Dataset records:

━━━━━━━━━━

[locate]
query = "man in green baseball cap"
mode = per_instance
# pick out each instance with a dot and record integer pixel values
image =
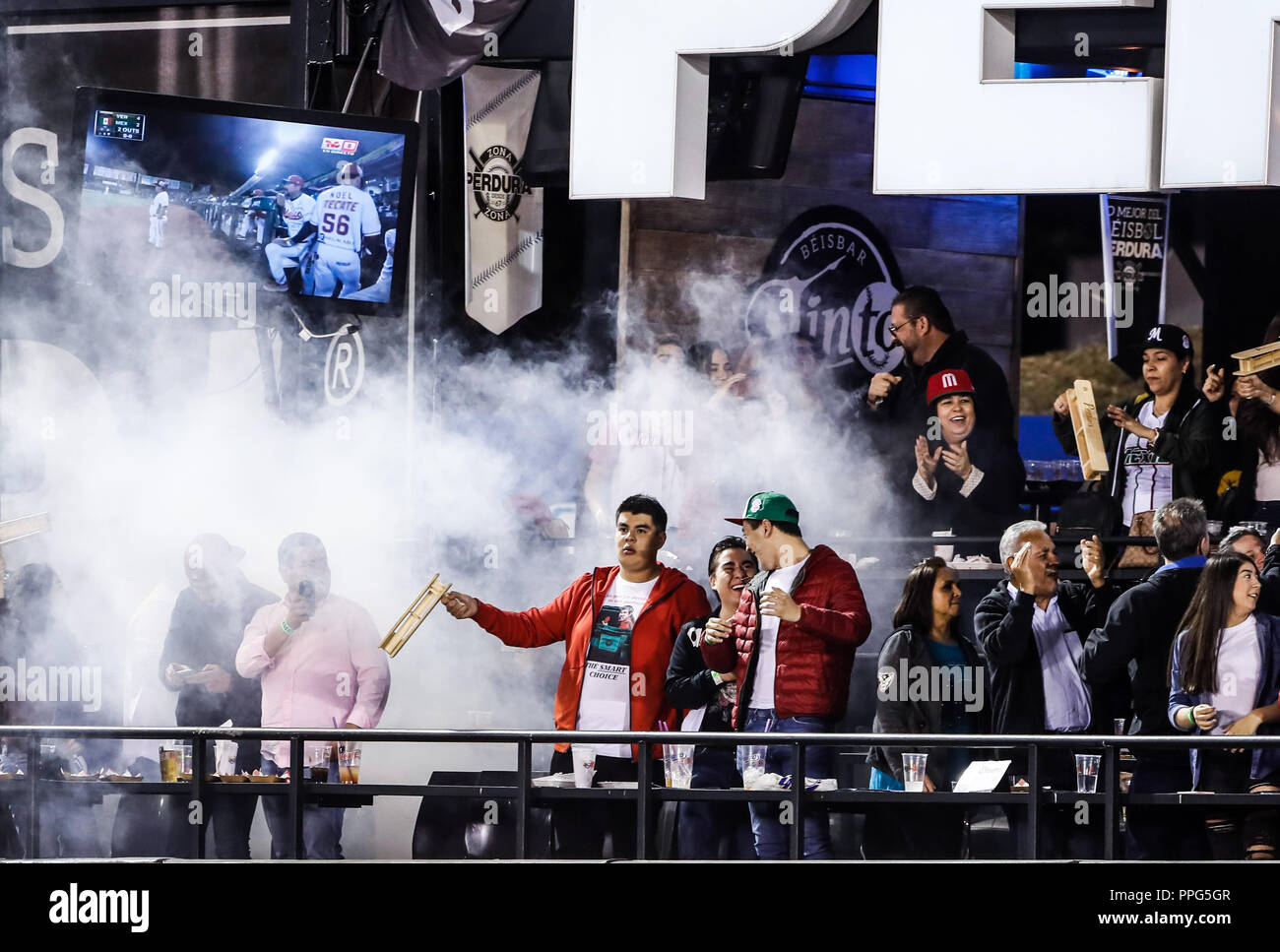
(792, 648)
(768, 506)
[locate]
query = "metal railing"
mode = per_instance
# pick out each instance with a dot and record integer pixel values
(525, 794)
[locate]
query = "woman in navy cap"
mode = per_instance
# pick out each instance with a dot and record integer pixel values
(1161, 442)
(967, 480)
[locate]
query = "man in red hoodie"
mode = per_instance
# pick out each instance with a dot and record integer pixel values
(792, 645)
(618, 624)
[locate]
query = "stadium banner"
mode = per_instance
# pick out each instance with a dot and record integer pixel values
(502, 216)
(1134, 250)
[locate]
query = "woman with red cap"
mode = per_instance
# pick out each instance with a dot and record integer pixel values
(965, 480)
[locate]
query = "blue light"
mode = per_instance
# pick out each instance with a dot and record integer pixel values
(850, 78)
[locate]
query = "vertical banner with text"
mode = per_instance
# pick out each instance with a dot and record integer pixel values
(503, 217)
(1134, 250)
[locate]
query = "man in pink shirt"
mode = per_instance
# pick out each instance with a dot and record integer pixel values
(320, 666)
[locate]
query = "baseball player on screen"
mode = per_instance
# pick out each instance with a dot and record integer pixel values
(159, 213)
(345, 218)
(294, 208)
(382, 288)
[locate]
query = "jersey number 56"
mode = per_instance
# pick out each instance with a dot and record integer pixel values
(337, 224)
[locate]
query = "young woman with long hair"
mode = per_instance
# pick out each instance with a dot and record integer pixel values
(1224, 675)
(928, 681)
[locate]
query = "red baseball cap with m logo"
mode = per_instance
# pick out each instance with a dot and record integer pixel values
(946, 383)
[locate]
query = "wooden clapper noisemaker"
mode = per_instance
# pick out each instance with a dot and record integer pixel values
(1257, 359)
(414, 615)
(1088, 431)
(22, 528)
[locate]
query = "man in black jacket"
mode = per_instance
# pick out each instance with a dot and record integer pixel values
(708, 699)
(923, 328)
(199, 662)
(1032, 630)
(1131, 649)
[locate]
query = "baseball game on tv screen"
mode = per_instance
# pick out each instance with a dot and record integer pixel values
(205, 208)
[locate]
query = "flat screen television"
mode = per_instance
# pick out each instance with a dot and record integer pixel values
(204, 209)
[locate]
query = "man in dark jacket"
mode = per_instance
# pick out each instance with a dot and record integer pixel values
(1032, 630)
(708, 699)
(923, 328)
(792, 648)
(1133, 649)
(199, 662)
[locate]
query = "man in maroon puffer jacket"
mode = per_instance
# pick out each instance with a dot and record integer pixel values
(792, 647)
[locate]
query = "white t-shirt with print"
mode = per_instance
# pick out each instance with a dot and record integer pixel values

━━━━━━━━━━

Description of the task: Copy every line of the material in which the word "jacket" occurs.

Task result:
query = "man in black jacket"
query = "man in dark jacket"
query = "man in maroon puffer jacket"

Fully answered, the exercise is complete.